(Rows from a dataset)
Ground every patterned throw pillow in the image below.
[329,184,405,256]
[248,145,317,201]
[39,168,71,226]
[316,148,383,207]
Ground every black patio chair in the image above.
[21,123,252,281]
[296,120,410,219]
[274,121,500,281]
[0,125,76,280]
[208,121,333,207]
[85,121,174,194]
* * *
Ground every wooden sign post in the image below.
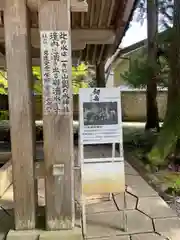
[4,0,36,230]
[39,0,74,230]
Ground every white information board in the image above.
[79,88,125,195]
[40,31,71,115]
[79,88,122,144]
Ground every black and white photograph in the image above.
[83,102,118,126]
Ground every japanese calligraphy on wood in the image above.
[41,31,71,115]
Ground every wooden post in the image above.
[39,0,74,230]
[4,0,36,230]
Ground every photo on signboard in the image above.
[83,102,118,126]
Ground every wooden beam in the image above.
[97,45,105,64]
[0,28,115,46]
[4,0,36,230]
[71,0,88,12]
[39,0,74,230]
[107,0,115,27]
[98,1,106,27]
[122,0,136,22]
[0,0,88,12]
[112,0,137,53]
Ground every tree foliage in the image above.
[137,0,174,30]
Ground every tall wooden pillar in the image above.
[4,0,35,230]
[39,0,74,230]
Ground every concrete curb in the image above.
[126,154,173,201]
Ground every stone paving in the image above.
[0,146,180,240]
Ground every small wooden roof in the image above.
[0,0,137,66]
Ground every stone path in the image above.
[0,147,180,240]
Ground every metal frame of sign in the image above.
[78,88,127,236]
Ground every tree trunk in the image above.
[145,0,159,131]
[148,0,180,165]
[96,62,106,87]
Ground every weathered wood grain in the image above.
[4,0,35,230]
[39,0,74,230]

▶ GIVEN EXERCISE: Pick out each row above that contains the word "stone", and copy those rows.

▶ REPLY TO THE EXERCISE:
Ground every stone paving in the image above.
Ground every stone path in the image above.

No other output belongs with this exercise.